Das Gesetz erlaubt zudem, dass zwölf Embryonen pro Behandlungszyklus statt wie bislang drei erzeugt werden. Auch müssen diese nicht länger sofort in die Gebärmutter eingepflanzt werden, sondern können für eine spätere Behandlung eingefroren werden. Die Herstellung von Embryonen für Stammzellen oder Anwendungen wie die Bestimmung des Geschlechts bleibt verboten.

"In vielen Fällen werden die Embryonen als wahrscheinliche Träger einer Krankheit oder einer Behinderung beseitigt, statt sich des Menschen anzunehmen", betonte Bischof Morerod. "Es ist uns ein Anliegen, zu den behinderten Personen zu wiederholen, dass wir an ihre volle Würde glauben und dass wir uns darüber freuen, dass ihr Leben von der Hilfe zahlreicher Personen begleitet ist", sagte er namens der Schweizer Bischofskonferenz.

Daten zu Referenzausdrücken
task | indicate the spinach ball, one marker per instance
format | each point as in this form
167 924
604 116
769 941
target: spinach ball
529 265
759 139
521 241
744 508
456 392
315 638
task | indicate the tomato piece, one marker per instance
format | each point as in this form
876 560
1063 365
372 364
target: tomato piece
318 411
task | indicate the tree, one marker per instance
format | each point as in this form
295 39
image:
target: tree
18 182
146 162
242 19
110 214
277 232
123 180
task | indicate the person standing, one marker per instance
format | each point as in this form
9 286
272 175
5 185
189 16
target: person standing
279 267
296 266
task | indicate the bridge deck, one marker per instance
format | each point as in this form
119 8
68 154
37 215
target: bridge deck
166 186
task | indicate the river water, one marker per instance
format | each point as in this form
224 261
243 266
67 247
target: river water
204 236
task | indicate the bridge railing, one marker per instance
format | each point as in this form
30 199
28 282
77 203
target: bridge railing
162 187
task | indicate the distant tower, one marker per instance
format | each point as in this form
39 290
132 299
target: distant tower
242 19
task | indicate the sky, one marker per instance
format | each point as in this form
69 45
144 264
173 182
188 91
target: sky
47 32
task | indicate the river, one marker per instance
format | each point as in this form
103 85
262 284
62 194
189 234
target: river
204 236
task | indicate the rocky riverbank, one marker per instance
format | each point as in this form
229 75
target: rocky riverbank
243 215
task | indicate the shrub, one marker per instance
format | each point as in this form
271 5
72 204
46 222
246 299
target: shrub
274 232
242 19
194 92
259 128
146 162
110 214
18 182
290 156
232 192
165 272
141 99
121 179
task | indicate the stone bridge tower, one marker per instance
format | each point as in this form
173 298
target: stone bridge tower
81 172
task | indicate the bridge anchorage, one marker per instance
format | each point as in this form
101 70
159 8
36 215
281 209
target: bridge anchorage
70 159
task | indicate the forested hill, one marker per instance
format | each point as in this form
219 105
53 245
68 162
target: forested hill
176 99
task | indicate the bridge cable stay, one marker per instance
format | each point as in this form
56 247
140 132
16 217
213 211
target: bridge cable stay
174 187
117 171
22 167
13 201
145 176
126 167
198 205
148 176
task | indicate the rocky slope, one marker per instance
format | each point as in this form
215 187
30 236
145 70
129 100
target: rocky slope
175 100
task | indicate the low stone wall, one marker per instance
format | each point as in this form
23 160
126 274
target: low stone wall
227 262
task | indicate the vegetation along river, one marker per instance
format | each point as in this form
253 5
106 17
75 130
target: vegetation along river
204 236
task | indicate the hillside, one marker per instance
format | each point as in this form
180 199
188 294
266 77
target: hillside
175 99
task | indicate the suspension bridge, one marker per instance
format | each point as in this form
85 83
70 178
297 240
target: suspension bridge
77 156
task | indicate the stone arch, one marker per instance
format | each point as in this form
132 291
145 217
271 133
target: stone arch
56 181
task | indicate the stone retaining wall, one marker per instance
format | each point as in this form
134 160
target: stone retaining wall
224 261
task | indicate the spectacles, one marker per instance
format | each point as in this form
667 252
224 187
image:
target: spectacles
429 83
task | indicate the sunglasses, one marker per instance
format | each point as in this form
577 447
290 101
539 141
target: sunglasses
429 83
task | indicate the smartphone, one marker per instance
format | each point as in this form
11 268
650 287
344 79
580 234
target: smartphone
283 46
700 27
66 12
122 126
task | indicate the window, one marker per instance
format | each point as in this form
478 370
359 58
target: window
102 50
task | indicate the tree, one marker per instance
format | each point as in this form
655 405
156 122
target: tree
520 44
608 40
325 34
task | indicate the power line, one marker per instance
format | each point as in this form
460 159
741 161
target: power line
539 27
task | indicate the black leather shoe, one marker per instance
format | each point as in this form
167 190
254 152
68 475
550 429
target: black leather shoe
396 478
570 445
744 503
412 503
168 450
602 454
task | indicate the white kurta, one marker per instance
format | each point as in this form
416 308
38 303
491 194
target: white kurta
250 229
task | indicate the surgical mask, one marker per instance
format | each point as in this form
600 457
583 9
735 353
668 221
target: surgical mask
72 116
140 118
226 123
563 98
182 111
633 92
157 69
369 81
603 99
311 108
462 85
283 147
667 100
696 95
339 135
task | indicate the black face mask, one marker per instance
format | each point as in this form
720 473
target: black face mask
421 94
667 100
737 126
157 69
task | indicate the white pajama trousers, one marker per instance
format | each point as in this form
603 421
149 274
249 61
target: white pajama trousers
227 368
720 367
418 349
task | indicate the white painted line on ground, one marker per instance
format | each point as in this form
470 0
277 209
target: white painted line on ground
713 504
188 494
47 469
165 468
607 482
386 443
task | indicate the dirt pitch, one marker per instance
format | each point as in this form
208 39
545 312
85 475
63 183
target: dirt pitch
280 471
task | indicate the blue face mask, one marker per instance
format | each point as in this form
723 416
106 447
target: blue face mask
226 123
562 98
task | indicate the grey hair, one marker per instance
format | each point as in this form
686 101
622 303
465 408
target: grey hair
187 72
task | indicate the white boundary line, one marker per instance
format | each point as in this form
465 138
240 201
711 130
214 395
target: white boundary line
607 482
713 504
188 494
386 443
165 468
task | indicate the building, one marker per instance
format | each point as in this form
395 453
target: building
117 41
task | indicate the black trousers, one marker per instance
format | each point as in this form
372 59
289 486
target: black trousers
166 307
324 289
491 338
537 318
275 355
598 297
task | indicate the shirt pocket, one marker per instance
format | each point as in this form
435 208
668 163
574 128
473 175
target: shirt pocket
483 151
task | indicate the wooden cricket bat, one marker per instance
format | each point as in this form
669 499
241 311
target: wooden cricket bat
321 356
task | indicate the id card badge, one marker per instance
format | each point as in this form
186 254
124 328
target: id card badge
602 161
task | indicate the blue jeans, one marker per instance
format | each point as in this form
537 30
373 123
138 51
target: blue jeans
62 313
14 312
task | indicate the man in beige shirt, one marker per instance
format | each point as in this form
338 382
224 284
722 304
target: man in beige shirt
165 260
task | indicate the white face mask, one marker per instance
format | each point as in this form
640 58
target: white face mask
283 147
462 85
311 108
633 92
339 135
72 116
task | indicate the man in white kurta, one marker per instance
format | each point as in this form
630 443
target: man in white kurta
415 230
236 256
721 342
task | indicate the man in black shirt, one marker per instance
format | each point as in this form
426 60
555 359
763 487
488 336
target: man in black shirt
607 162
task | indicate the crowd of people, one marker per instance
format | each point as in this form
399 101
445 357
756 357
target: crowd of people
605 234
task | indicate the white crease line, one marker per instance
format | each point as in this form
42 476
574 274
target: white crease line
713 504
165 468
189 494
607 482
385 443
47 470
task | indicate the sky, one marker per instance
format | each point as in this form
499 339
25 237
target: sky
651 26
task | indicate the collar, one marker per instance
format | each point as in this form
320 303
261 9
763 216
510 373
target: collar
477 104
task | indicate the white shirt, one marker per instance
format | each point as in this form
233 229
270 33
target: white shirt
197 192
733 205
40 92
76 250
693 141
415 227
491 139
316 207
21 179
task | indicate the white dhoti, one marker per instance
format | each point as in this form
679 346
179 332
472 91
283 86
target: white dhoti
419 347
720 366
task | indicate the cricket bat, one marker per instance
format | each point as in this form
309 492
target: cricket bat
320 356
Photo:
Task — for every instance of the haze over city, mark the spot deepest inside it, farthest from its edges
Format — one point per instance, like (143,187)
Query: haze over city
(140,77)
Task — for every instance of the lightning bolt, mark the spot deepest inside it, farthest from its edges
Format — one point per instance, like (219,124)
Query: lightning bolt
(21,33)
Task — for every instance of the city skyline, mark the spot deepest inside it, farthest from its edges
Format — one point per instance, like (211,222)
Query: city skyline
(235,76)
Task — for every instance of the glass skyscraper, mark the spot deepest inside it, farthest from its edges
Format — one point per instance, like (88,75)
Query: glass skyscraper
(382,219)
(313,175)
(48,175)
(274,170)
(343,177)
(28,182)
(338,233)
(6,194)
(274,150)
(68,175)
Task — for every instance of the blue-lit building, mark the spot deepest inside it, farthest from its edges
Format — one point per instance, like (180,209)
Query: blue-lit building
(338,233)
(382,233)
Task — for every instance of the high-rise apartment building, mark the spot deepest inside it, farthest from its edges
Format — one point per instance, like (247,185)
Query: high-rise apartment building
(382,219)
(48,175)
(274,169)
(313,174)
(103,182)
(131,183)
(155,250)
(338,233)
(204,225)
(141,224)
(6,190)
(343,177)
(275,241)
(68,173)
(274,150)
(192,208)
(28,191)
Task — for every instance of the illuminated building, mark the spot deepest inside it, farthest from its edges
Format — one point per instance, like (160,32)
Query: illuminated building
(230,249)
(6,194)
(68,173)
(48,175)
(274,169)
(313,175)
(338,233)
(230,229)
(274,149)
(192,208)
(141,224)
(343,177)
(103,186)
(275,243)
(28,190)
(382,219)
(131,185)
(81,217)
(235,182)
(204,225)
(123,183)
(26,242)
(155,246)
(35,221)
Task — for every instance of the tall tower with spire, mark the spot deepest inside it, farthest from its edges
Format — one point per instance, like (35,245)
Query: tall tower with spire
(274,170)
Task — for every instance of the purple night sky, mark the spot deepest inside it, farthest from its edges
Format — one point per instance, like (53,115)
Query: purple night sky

** Aufgaben **
a) Fassen Sie den Text über die Embryonen in zwei Sätzen zusammen.
b) Schreiben Sie den Text über die Embryonen im Anschluss an seinen letzten Satz weiter.

** Lösungen **
a) Das Gesetz erlaubt, pro Behandlungszyklus zwölf statt bislang drei Embryonen zu erzeugen und diese für eine spätere Behandlung einzufrieren, während ihre Herstellung für Stammzellen oder Anwendungen wie die Bestimmung des Geschlechts verboten bleibt. Bischof Morerod beklagte, dass Embryonen oft als wahrscheinliche Träger einer Krankheit oder Behinderung beseitigt würden, und versicherte behinderten Personen namens der Schweizer Bischofskonferenz, dass man an ihre volle Würde glaube.

b)
"Ja, aber" zu neuem Asylrecht

Unterstützung fand am Sonntag an den Schweizer Wahlurnen auch eine Reform für beschleunigte Asylverfahren. Die von der Regierung geplanten neuen Regelungen bei Asylverfahren unterstützten laut Hochrechnungen rund zwei Drittel der Wähler. Asylverfahren in der Schweiz dauern derzeit teils mehrere Jahre. Justizministerin Simonetta Sommaruga will diese Spanne auf maximal 140 Tage verkürzen. Das Gesetz sieht auch die Einführung einer unentgeltlichen Rechtsvertretung und -beratung vor, die sicherstellen soll, dass die beschleunigten Verfahren rechtsstaatlich korrekt ablaufen.

Kirchenvertreter hatten sich vor dem Referendum mit einem "Ja, aber" für die Reform ausgesprochen, weil trotz der damit verbundenen Verschärfung des Asylrechts die Vorteile überwiegen würden. Durch schnellere Verfahren verkürze sich für die Betroffenen auch die Zeit der Ungewissheit, so die damit verbundene Hoffnung.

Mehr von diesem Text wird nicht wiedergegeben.